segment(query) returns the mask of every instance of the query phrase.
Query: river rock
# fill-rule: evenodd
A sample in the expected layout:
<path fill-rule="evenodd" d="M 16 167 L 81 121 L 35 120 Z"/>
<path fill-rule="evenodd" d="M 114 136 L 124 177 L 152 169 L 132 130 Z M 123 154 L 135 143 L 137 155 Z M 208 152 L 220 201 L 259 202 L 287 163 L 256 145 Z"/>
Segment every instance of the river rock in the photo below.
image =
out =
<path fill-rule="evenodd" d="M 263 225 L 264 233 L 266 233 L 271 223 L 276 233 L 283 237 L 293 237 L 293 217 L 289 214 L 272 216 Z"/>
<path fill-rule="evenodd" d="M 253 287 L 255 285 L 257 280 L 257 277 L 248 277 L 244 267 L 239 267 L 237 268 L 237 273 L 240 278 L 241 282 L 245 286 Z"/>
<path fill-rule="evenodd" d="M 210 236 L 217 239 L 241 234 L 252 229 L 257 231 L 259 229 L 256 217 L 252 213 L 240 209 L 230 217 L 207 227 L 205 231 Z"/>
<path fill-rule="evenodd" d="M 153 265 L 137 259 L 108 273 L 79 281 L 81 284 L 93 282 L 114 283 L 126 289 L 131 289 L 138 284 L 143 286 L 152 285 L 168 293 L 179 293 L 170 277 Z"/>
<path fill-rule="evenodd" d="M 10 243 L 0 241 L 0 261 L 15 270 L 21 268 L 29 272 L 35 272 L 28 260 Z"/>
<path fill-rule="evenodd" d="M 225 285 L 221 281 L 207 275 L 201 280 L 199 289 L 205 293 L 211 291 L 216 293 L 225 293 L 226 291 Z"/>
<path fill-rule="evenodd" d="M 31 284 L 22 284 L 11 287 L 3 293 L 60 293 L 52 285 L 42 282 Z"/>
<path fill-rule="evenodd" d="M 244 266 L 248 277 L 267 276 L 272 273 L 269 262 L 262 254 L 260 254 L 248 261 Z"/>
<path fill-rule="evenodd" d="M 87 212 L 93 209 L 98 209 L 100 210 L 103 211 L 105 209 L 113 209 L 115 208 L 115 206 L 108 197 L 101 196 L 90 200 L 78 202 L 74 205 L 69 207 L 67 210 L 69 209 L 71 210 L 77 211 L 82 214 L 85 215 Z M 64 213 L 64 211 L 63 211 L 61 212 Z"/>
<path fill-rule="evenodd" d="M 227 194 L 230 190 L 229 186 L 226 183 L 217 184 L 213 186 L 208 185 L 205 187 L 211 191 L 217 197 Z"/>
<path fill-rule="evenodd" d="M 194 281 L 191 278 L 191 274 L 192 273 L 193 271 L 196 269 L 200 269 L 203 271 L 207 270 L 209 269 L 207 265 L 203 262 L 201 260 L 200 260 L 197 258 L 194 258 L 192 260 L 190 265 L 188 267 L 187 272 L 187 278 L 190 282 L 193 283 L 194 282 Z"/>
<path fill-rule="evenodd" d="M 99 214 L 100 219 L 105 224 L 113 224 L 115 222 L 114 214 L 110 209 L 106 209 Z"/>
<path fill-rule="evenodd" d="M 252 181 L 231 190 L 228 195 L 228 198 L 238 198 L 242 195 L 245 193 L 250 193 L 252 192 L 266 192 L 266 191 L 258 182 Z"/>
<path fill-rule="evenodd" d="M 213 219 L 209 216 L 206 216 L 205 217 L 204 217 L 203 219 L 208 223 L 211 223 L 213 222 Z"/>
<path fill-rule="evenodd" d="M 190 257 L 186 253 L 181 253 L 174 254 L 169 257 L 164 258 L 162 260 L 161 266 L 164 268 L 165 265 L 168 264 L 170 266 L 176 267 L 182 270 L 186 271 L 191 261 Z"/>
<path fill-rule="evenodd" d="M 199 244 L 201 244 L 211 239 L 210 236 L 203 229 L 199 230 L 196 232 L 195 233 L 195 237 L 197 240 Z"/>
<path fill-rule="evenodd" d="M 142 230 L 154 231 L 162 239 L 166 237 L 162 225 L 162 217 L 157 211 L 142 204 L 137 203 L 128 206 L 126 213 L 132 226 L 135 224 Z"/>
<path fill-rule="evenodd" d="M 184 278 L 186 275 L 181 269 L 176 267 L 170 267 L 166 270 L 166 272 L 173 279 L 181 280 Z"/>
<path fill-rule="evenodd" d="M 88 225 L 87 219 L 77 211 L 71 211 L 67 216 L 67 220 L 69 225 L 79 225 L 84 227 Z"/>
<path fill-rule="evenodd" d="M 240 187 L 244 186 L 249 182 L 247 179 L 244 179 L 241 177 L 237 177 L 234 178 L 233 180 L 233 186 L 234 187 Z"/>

========================================================================

## PROBLEM REQUIREMENTS
Convert the records above into a JSON list of strings, one string per line and no blank lines.

## ANSWER FOR THIS EXERCISE
[
  "segment(query) returns the mask of every instance of the query phrase.",
  "Query: river rock",
  "# fill-rule: evenodd",
  "A sample in the expected layout:",
  "<path fill-rule=\"evenodd\" d=\"M 16 167 L 81 121 L 35 120 Z\"/>",
  "<path fill-rule=\"evenodd\" d=\"M 114 136 L 124 177 L 152 169 L 132 130 Z M 123 154 L 135 143 L 137 155 Z M 208 152 L 220 201 L 259 202 L 287 163 L 256 145 Z\"/>",
  "Segment every instance of the river rock in the photo below.",
  "image =",
  "out =",
  "<path fill-rule=\"evenodd\" d=\"M 263 225 L 264 233 L 266 233 L 271 223 L 276 233 L 283 237 L 293 237 L 293 217 L 289 214 L 272 216 Z\"/>",
  "<path fill-rule=\"evenodd\" d=\"M 253 287 L 255 285 L 257 280 L 257 277 L 248 277 L 244 267 L 239 267 L 237 268 L 237 273 L 240 278 L 241 282 L 245 286 Z\"/>",
  "<path fill-rule=\"evenodd\" d=\"M 210 236 L 217 239 L 241 234 L 252 229 L 257 231 L 259 229 L 256 217 L 252 213 L 240 209 L 230 217 L 207 227 L 205 231 Z\"/>",
  "<path fill-rule=\"evenodd\" d=\"M 153 265 L 137 259 L 108 273 L 79 281 L 81 284 L 93 282 L 114 283 L 126 289 L 131 289 L 138 284 L 143 286 L 152 285 L 168 293 L 179 293 L 170 277 Z\"/>",
  "<path fill-rule=\"evenodd\" d=\"M 10 243 L 0 241 L 0 261 L 15 270 L 21 268 L 29 272 L 35 272 L 28 260 Z\"/>",
  "<path fill-rule=\"evenodd\" d=\"M 225 285 L 221 281 L 207 275 L 201 280 L 199 289 L 205 293 L 211 291 L 216 293 L 225 293 L 226 291 Z\"/>",
  "<path fill-rule=\"evenodd\" d=\"M 31 284 L 22 284 L 11 287 L 3 293 L 60 293 L 52 285 L 42 282 Z\"/>",
  "<path fill-rule=\"evenodd\" d=\"M 244 266 L 248 277 L 267 276 L 272 273 L 269 262 L 262 254 L 260 254 L 248 261 Z\"/>",
  "<path fill-rule=\"evenodd\" d=\"M 87 212 L 93 209 L 98 209 L 100 210 L 103 211 L 105 209 L 113 209 L 115 208 L 115 206 L 108 197 L 101 196 L 90 200 L 78 202 L 74 205 L 69 207 L 67 210 L 69 209 L 71 210 L 77 211 L 82 214 L 85 215 Z M 64 213 L 64 211 L 63 211 L 61 212 Z\"/>",
  "<path fill-rule=\"evenodd\" d=\"M 227 194 L 230 190 L 229 186 L 226 183 L 217 184 L 213 186 L 208 185 L 205 187 L 211 191 L 217 197 Z\"/>",
  "<path fill-rule=\"evenodd\" d=\"M 194 281 L 191 278 L 191 274 L 192 273 L 193 271 L 196 269 L 200 269 L 203 271 L 207 270 L 209 269 L 207 265 L 203 262 L 201 260 L 200 260 L 197 258 L 194 258 L 192 260 L 190 265 L 188 267 L 187 272 L 187 278 L 190 282 L 193 283 L 194 282 Z\"/>",
  "<path fill-rule=\"evenodd\" d=\"M 99 214 L 100 219 L 105 224 L 113 224 L 115 222 L 114 214 L 110 209 L 106 209 Z\"/>",
  "<path fill-rule=\"evenodd\" d=\"M 252 181 L 231 190 L 228 195 L 228 198 L 238 198 L 242 195 L 245 193 L 250 193 L 252 192 L 266 192 L 266 191 L 258 182 Z\"/>",
  "<path fill-rule=\"evenodd\" d=\"M 213 219 L 209 216 L 206 216 L 205 217 L 204 217 L 203 219 L 208 223 L 211 223 L 213 222 Z\"/>",
  "<path fill-rule=\"evenodd\" d=\"M 190 257 L 186 253 L 181 253 L 174 254 L 169 257 L 164 258 L 162 260 L 161 266 L 164 268 L 165 265 L 168 264 L 170 266 L 176 267 L 182 270 L 186 271 L 191 261 Z\"/>",
  "<path fill-rule=\"evenodd\" d=\"M 199 244 L 201 244 L 211 239 L 210 236 L 203 229 L 199 230 L 196 232 L 195 233 L 195 237 L 197 240 Z\"/>",
  "<path fill-rule=\"evenodd\" d=\"M 142 230 L 154 231 L 162 239 L 166 237 L 162 225 L 162 217 L 157 211 L 142 204 L 137 203 L 128 206 L 126 213 L 132 226 L 135 224 Z\"/>",
  "<path fill-rule=\"evenodd\" d=\"M 184 278 L 186 275 L 181 269 L 176 267 L 170 267 L 166 270 L 166 272 L 173 279 L 181 280 Z\"/>",
  "<path fill-rule=\"evenodd\" d=\"M 88 225 L 87 219 L 77 211 L 71 211 L 67 216 L 67 220 L 69 225 L 79 225 L 84 227 Z\"/>",
  "<path fill-rule=\"evenodd\" d=\"M 240 187 L 244 186 L 249 182 L 247 179 L 244 179 L 241 177 L 237 177 L 234 178 L 233 180 L 233 186 L 234 187 Z\"/>"
]